Exercise description
List every web address that appears in the proposal below about monitoring Google Cloud Storage.

Monitor Google Cloud Storage as an independent service
This stems from a discussion during an incident. Unfortunately the issue was not creating during or after that incident, and I've been unable to find it, so I'm unable to cross-link, although there are other incidents where this would help, such as production#3315 (closed).
Proposal
Treat Google Cloud Storage as it's own service
Why?
Google Cloud Storage is used by multiple services in GitLab. When GCS goes down, we will receive alerts from different systems, and need to manually correlate these to the GCS service.
"Extracting" GCS into it's own service will help us quickly attribute problems to the upstream provider, so that we can open tickets with Google as soon as possible.
How?
- Add GCS to Service Catalog and Metrics Catalog: https://gitlab.com/gitlab-com/runbooks/blob/master/metrics-catalog/services/all.jsonnet and https://gitlab.com/gitlab-com/runbooks/blob/master/services/service-catalog.yml
- Move SLIS such as the Registry's
storage
SLI from the registry service over to the new GCS service: https://gitlab.com/gitlab-com/runbooks/blob/master/metrics-catalog/services/registry.jsonnet#L83-101 - Iteratively expand the monitoring to ensure that all services that monitor GCS are covered.

Entries
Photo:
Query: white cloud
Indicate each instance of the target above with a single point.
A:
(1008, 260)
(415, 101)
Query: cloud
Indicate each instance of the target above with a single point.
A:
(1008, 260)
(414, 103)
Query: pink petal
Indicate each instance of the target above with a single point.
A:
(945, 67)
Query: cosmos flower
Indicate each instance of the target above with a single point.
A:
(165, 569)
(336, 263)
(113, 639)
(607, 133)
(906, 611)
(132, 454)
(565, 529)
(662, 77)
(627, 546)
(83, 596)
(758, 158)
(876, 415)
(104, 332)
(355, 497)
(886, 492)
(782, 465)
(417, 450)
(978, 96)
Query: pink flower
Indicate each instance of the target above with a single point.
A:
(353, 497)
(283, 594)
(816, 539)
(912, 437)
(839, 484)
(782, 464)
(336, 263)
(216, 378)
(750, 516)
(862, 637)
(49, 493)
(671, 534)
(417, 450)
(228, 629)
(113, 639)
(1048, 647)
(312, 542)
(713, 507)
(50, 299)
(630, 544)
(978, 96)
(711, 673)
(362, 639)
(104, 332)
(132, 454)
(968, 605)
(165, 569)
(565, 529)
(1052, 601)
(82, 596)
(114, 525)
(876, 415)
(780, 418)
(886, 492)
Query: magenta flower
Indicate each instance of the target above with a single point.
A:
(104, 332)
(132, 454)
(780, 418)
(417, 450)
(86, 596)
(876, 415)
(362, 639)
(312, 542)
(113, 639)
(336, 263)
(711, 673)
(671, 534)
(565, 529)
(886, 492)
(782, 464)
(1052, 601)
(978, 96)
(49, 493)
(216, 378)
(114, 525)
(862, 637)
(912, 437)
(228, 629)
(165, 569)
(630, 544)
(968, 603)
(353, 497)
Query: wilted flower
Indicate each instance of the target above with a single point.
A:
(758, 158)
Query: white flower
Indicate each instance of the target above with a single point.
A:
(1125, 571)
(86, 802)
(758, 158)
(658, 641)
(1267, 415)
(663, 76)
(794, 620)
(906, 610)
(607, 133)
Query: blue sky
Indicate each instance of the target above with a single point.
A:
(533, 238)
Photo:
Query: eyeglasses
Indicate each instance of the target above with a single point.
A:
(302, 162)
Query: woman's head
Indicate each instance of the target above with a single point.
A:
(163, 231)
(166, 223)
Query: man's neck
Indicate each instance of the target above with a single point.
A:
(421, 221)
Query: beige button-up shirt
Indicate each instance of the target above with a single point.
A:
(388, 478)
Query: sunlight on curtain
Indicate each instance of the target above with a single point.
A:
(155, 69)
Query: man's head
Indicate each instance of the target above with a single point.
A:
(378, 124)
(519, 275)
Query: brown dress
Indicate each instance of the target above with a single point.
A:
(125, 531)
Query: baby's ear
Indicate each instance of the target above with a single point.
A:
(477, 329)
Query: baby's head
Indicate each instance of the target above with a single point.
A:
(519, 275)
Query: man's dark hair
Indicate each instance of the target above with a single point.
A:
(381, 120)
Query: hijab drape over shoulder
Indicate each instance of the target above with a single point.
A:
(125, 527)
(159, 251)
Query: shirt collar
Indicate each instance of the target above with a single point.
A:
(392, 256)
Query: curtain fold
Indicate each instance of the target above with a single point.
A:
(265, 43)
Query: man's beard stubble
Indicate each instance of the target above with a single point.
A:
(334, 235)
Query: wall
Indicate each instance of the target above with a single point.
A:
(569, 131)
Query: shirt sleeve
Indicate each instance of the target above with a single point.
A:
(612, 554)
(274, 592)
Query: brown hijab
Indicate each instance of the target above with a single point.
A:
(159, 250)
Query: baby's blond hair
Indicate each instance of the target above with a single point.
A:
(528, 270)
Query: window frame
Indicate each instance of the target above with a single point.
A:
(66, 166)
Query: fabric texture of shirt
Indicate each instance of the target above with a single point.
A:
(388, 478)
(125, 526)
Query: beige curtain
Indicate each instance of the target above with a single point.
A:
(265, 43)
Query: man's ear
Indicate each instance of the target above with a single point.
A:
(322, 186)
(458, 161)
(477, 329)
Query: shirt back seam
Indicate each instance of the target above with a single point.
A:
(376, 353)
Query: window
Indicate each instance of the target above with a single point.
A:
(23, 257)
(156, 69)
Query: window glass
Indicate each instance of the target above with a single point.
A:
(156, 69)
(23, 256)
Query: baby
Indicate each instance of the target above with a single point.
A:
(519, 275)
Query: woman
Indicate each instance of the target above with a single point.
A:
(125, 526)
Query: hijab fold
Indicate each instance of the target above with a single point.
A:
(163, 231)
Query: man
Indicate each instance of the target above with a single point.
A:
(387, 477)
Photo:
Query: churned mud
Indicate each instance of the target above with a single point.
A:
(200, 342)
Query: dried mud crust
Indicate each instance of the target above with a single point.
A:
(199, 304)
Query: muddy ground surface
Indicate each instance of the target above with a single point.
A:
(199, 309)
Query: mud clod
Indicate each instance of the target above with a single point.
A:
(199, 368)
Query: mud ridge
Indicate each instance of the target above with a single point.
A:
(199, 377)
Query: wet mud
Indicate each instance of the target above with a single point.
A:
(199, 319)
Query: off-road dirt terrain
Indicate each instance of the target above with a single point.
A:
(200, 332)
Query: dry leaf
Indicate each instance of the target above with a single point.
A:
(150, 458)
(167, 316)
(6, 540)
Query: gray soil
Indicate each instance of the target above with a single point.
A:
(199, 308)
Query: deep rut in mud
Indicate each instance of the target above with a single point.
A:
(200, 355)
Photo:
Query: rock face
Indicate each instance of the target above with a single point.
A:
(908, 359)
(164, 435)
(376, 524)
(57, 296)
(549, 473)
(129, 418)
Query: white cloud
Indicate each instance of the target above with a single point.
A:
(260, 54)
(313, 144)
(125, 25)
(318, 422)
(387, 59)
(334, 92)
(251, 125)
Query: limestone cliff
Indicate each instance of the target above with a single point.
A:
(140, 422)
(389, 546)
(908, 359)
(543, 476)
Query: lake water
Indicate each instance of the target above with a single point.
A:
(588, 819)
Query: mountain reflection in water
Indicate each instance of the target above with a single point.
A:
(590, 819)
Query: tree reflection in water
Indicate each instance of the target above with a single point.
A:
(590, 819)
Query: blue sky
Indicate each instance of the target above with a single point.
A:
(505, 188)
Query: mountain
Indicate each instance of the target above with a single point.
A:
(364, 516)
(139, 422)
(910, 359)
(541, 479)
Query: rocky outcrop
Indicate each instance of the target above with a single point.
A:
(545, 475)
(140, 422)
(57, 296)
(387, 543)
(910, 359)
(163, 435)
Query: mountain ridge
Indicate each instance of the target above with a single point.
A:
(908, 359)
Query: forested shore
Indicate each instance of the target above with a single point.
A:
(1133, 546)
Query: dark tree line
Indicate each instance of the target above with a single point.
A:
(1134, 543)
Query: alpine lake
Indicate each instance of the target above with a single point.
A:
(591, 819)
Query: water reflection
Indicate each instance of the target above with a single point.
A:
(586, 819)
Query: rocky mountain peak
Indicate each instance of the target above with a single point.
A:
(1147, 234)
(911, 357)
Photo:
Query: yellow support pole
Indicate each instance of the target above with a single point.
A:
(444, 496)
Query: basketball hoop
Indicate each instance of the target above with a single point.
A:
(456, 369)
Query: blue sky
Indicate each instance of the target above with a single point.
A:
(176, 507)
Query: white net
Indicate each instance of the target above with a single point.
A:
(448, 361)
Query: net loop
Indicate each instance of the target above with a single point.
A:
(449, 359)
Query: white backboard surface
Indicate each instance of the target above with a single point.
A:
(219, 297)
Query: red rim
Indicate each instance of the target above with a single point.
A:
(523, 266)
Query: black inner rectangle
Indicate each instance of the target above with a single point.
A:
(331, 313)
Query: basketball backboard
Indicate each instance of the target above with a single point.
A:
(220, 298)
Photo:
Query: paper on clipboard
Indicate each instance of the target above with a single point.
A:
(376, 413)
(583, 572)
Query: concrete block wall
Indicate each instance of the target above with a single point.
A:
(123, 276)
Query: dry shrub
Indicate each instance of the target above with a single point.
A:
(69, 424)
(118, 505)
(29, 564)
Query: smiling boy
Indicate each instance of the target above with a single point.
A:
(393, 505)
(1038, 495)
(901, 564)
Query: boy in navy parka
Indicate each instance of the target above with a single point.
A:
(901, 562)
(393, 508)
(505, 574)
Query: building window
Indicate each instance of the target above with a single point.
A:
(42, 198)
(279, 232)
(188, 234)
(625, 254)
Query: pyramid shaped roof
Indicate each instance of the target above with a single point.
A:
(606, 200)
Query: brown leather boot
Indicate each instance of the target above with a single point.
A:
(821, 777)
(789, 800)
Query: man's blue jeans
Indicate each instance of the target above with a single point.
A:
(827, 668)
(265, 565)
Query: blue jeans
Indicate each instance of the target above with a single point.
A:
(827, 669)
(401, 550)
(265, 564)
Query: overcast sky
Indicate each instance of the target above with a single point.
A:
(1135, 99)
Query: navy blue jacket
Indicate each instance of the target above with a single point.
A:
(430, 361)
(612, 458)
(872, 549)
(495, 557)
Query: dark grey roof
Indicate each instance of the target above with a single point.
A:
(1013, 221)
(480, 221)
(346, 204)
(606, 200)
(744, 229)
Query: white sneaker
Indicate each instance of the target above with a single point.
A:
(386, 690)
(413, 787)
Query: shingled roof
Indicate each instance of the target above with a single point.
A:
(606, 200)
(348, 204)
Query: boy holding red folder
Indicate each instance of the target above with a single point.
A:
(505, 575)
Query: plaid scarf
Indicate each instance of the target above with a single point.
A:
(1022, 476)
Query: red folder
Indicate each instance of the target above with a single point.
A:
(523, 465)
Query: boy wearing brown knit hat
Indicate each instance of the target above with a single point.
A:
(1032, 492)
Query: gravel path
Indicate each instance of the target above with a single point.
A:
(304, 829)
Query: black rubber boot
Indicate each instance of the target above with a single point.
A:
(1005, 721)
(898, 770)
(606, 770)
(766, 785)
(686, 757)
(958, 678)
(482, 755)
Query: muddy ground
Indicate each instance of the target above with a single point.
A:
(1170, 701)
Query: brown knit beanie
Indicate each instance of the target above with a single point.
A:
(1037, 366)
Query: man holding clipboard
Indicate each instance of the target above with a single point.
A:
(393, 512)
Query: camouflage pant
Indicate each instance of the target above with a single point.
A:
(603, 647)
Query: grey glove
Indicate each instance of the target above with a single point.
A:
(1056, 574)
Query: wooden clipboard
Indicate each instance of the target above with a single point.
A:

Correct output
- https://gitlab.com/gitlab-com/runbooks/blob/master/metrics-catalog/services/all.jsonnet
- https://gitlab.com/gitlab-com/runbooks/blob/master/services/service-catalog.yml
- https://gitlab.com/gitlab-com/runbooks/blob/master/metrics-catalog/services/registry.jsonnet#L83-101